Dataset entries:
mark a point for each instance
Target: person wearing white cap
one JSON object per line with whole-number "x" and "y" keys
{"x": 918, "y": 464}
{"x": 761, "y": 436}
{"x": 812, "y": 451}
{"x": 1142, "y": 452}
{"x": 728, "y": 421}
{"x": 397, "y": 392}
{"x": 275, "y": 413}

Set task: Reproduce all of the entries above line for line, changing nothing.

Solution to this problem:
mark a point for each instance
Target: person wearing white cap
one JSON object per line with whole-number "x" and "y" keys
{"x": 918, "y": 464}
{"x": 761, "y": 436}
{"x": 812, "y": 451}
{"x": 1142, "y": 452}
{"x": 728, "y": 421}
{"x": 397, "y": 392}
{"x": 275, "y": 413}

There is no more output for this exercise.